__WHAT THE TASK REQUIRES__
Extract each line of the material below that contains the string "fence", treating uppercase and lowercase letters as distinct.

__LISTED RECORDS__
________________________________________

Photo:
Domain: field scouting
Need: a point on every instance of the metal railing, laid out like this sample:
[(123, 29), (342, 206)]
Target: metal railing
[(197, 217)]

________________________________________

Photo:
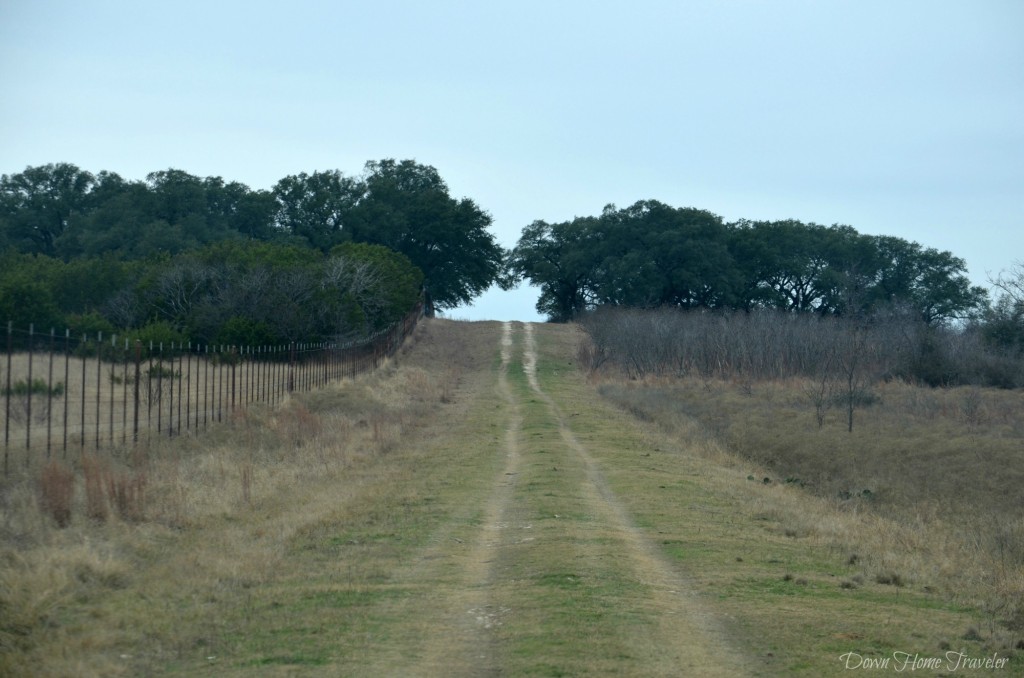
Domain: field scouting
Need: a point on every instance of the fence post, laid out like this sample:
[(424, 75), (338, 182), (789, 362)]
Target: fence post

________________________________________

__CORRECT OUTPUT__
Need: a point on every instance of the fence post, laid out like this sample:
Target: fence post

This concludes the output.